* _Aim of the task_
Reproduce the listing below word for word and exclude any picture.
┄┄┄┄┄┄┄┄┄┄
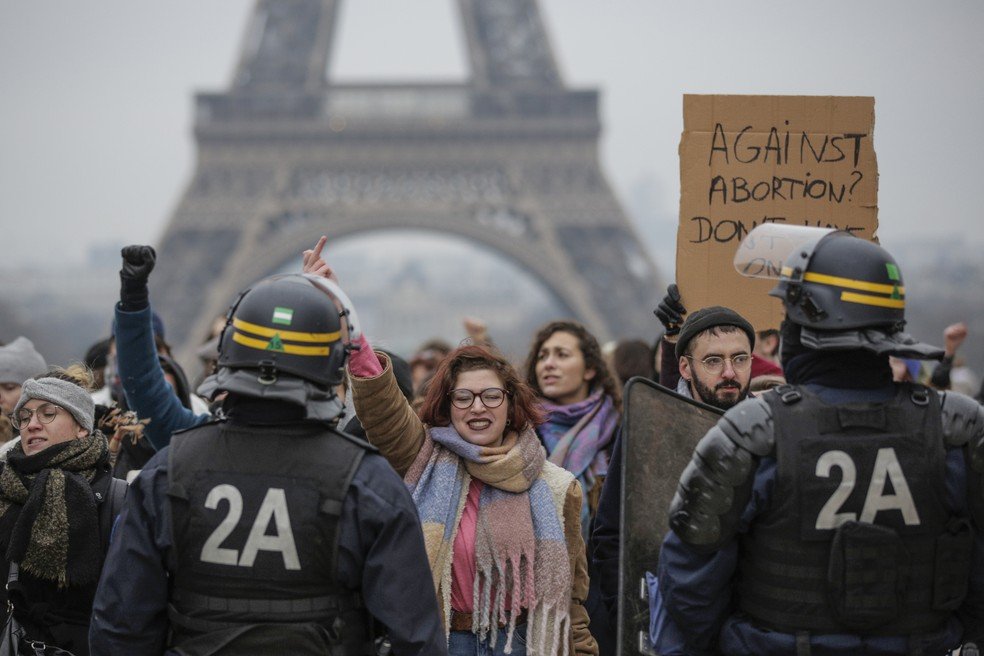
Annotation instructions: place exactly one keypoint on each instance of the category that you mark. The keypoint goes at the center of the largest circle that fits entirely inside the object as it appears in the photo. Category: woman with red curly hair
(501, 524)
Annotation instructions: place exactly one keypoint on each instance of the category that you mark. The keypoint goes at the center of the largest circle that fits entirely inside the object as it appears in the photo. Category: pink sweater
(364, 364)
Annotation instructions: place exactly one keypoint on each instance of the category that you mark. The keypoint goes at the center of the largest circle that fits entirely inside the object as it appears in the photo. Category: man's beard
(708, 396)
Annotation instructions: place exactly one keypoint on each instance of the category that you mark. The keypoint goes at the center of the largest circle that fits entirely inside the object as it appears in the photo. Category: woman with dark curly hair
(582, 404)
(501, 524)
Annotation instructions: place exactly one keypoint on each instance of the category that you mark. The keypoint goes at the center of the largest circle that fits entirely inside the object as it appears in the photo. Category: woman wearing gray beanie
(57, 503)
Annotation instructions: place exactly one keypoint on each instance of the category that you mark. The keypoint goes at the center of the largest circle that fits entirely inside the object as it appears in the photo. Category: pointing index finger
(321, 244)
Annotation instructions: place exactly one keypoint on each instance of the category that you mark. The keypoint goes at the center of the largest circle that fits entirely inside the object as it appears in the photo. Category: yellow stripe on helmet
(290, 349)
(292, 335)
(866, 299)
(850, 283)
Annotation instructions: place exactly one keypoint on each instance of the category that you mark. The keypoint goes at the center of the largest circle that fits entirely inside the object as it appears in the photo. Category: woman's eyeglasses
(45, 412)
(492, 397)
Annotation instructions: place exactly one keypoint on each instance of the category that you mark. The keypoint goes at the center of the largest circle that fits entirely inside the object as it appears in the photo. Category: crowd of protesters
(514, 469)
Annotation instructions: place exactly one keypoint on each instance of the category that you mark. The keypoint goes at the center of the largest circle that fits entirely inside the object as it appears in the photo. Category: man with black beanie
(841, 513)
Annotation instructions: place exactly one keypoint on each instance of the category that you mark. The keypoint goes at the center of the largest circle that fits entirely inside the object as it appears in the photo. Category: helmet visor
(766, 248)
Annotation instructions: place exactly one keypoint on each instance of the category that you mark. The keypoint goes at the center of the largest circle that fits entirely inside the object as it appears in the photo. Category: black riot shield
(659, 432)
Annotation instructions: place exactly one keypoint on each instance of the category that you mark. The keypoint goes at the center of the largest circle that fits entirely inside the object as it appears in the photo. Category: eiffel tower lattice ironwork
(508, 158)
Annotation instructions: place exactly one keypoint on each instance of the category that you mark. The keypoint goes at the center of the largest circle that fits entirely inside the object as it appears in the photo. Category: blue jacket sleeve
(971, 611)
(147, 391)
(695, 589)
(129, 614)
(383, 555)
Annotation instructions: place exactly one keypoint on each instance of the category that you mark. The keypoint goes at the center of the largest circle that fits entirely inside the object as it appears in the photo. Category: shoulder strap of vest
(716, 485)
(210, 422)
(358, 441)
(110, 508)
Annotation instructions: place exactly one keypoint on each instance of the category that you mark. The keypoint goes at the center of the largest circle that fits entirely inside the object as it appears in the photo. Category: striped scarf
(520, 548)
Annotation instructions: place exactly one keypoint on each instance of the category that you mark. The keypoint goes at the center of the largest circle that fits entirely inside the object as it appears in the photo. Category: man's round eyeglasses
(492, 397)
(714, 364)
(46, 414)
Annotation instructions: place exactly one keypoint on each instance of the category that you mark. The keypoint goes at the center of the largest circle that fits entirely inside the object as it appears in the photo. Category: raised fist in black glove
(138, 262)
(670, 311)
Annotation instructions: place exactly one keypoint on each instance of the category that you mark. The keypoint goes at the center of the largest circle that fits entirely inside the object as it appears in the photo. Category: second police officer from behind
(839, 514)
(269, 531)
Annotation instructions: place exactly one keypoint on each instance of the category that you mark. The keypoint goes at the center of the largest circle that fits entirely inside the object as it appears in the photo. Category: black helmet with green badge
(841, 282)
(287, 338)
(285, 325)
(843, 291)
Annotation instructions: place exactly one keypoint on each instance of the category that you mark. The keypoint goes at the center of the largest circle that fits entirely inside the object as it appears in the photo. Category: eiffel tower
(507, 159)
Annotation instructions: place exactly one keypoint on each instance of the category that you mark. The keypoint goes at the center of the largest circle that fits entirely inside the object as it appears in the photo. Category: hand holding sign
(670, 311)
(315, 265)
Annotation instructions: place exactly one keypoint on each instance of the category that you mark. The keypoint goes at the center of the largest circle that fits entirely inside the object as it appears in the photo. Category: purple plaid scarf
(578, 437)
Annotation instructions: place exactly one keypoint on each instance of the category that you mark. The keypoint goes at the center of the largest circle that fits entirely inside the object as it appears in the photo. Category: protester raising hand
(314, 264)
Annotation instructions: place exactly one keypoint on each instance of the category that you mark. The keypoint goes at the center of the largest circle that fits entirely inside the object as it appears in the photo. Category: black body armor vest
(255, 513)
(857, 538)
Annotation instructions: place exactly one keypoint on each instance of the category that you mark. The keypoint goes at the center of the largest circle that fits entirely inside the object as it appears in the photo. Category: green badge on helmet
(893, 274)
(283, 316)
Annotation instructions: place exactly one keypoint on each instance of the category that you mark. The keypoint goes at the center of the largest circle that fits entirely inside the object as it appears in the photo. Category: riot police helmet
(841, 282)
(288, 325)
(843, 291)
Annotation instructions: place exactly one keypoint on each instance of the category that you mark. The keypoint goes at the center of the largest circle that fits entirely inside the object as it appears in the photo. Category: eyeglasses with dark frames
(46, 413)
(492, 397)
(714, 364)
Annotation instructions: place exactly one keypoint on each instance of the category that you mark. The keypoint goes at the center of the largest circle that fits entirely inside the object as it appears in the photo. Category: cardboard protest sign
(748, 160)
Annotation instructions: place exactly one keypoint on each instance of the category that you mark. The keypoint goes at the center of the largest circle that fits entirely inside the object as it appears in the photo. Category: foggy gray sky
(95, 117)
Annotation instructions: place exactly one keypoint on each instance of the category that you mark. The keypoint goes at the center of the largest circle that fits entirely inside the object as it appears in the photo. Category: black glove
(670, 310)
(138, 262)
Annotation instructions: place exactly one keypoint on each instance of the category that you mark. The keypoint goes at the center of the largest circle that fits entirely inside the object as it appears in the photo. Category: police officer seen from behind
(841, 513)
(269, 532)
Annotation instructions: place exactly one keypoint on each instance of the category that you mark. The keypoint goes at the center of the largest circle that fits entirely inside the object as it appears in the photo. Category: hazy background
(95, 118)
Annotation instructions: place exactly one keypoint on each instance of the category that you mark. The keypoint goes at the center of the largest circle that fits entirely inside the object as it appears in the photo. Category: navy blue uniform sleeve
(147, 392)
(381, 552)
(129, 614)
(971, 611)
(605, 539)
(695, 589)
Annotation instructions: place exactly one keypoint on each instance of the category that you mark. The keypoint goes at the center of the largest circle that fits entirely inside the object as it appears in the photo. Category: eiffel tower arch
(507, 159)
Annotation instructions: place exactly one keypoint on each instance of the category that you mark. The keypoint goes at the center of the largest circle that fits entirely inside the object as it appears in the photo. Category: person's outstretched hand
(315, 265)
(670, 311)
┄┄┄┄┄┄┄┄┄┄
* _Solution for this problem_
Annotation instructions: place exactly one keypoint on each instance of the category that you mark. The keypoint goes at the center of the largest circle that fits entirely inside the object as it appears in the photo. Category: woman with red curly hair
(501, 524)
Annotation instructions: place exactly one keypoint on each instance of the category that you mark. The keypoint goes at the center of the largest circle that fits entirely inside the object as it appears in the photo. Category: pink sweater
(364, 364)
Annotation instructions: place exactly one keypoint on each instance of the category that you mark. The keypoint goes at the center of the largest circle that fits entirely inside the object as it appears in the photo. Category: man's beard
(708, 396)
Annotation instructions: place exactly one keypoint on each instance of the category that you mark. The keypoint goes at the center of the largest circle that fits entirely inside the object as it appears in the photo. Category: woman with dark curly hair
(582, 404)
(501, 524)
Annotation instructions: place exactly one keypoint on each instance of the category that you mark. The keypoint goes at the center of the largest circle that fits entirely inside the object as it appears in the photo. Category: woman wearing gray beanie
(57, 503)
Annotation instructions: place exactly one keypoint on each instance of the category that you mark. The keypoint goes at the center of the largest circle that fits entirely inside the object as it appears in the photo. Category: pointing index finger
(321, 244)
Annotation instructions: place exactly one keypoint on each instance of the category that you mark. The keypoint goes at the center of the largest circle that fits entirely inside the object as it appears in the photo. Category: yellow stripe on helmet
(290, 349)
(292, 335)
(866, 299)
(850, 283)
Annotation instructions: place exactly one keypoint on each instance of the category that you mark. The keypoint goes at the center of the largest circle that fits entirely inside the object as it appears in the photo. Category: woman's eyeglasses
(45, 412)
(492, 397)
Annotation instructions: place exactly one keypoint on each instance of the category that you mark. The keypoint goes at the center of the largest circle that fits entirely inside the object as it appears in the photo. Category: crowd of protesters
(514, 469)
Annotation instructions: place exactly one keypoint on each instance of the category that you mark. The keypoint goes at the center of the largest circle that fits entirely inside the object as it appears in the photo. Category: man with black beanie
(841, 513)
Annotation instructions: place exactly one keypoint on each instance of the category that you mark. The keypoint goes at the center of the largest circle that fits entirely inside the object as it appears in the photo. Category: helmet visor
(766, 248)
Annotation instructions: place exactly one keypoint on each instance of the category that you mark. The keypoint goes at the center of the largest circle that fits entirely inside the object as it appears in the photo. Category: black riot shield
(659, 432)
Annotation instructions: place exactly one keypoint on each instance of the category that you mark. The keypoint goes at the center of the largest circle that fits entirely inside the object as it appears in the photo. Category: eiffel tower lattice ironwork
(508, 158)
Annotation instructions: place exactly one keypoint on each instance of the category that you mark. The keypoint goes at the center of the largest circle that fits entirely inside the object as it appears in the photo. Category: blue jacket sleeve
(971, 611)
(147, 391)
(695, 589)
(129, 614)
(383, 555)
Annotation instructions: place exactly one keypoint on each instance of the category that you mark. The keypoint goes at the center of the largest circle that fits entirely inside the object as it appears in the photo. Category: shoulder strap of vest
(716, 485)
(210, 422)
(358, 441)
(110, 508)
Annotation instructions: place exactly one keypoint on each instance of the category that you mark. The keypoint goes at the center of the largest circle that fits entirely inside the object as it appears in the photo. Category: striped scarf
(520, 548)
Annotation instructions: place exactly one keypoint on each instance of the category that you mark. The keypoint goes at the center of the largest circle that fits entirely inside the object as it appears in the photo. Category: man's round eyeglasses
(492, 397)
(714, 364)
(46, 414)
Annotation instructions: place exactly one keypoint on each instance of the category that you mark. The keypoint goes at the center of the largest circle that fits entirely inside the object as it appears in the photo. Category: raised fist in black glove
(138, 262)
(670, 311)
Annotation instructions: place exactly one keypoint on each instance of the category that you mark. The keypoint goes at the center of the largest circle that fits entirely inside the object as it appears in the photo. Category: second police officer from behind
(839, 514)
(269, 531)
Annotation instructions: place exactly one keypoint on each instance of the category that you mark. The keypoint goes at the center of the largest circle that fits entirely inside the object as it appears in the photo. Category: black helmet with green badge
(841, 282)
(287, 338)
(285, 325)
(843, 291)
Annotation instructions: place exactly one keypoint on each instance of the category that you mark. The keypoint goes at the center of the largest circle that fits entirely inside the object as it appears in the photo. Category: eiffel tower
(507, 159)
Annotation instructions: place exactly one keypoint on each instance of the category that you mark. The keypoint goes at the center of the largest circle that fits entirely inside the object as it appears in the photo. Category: hand holding sign
(670, 311)
(315, 265)
Annotation instructions: place exactly one keypoint on each instance of the category that you mark. The keypoint goes at the center of the largest circle that fits entirely inside the object as it appears in the photo. Category: purple plaid scarf
(578, 437)
Annotation instructions: place exactly one keypoint on each instance of the category that you mark. The keypoint goes at the center of the largest circle that fits entirely inside the object as it appears in the photo. Category: protester raising hand
(314, 264)
Annotation instructions: place exactly one keypoint on each instance of the category that you mark. The keypoint goes at the center of the largest circle that fits entirely inside the object as it appears in the photo. Category: black body armor vest
(255, 513)
(857, 538)
Annotation instructions: place exactly one keypoint on each instance of the category that you mark. The keypoint goes at the center of the largest circle that fits entirely inside the object as it appears in the photo. Category: green badge on helmet
(893, 274)
(283, 316)
Annotation instructions: place exactly one keypoint on each instance of the category that you mark. The keypoint goes at the center of the largest circle that fits entirely inside the object as it appears in the photo. Category: riot police helmet
(841, 282)
(288, 325)
(843, 291)
Annotation instructions: place exactly one keypoint on each instance of the category that you mark. The keypoint goes at the center of the largest circle that fits entirely inside the object as it appears in the photo. Category: eyeglasses with dark frames
(46, 413)
(492, 397)
(714, 364)
Annotation instructions: place exactly one keypoint on each instance of the category that you mark. The keypoint goes at the center of the largest circle that fits entirely inside the object as it appears in the photo. Category: cardboard protest sign
(748, 160)
Annotation instructions: place exactly one keypoint on each instance of the category that you mark. The keypoint goes at the center of the largest circle that fits entirely inside the object as it appears in the photo. Category: foggy gray sky
(95, 117)
Annotation instructions: place exactly one keypoint on each instance of the category that you mark. The keypoint goes at the center of the largest circle that fits entirely inside the object as it appears in the photo. Category: black glove
(670, 310)
(138, 262)
Annotation instructions: place exactly one keypoint on each instance of the category that you mark. The keypoint goes at the center of the largest circle that fits entirely inside the object as it appears in the photo. Category: police officer seen from behind
(841, 513)
(269, 532)
Annotation instructions: place exactly one keypoint on each instance of the category that you mark. The keypoint goes at the center of the largest circle that fits entirely inside the object as it appears in the photo. Category: hazy background
(95, 118)
Annotation instructions: place exactly one keypoint on each instance of the category that you mark. The keypoint goes at the center of the largest circle that fits entirely inside the object as it appears in the photo. Category: navy blue uniform sleeve
(147, 392)
(381, 552)
(129, 614)
(971, 611)
(605, 539)
(695, 589)
Annotation instructions: place exactly one keypoint on each instance of the category that you mark. The keypoint goes at the center of the largest circle that fits entirely inside the object as it appears in the photo. Category: eiffel tower arch
(507, 159)
Annotation instructions: place exactly one keypoint on each instance of the category that you mark. The keypoint goes at the center of the largest circle that fits entirely inside the object as it appears in the photo. Category: person's outstretched hand
(315, 265)
(670, 311)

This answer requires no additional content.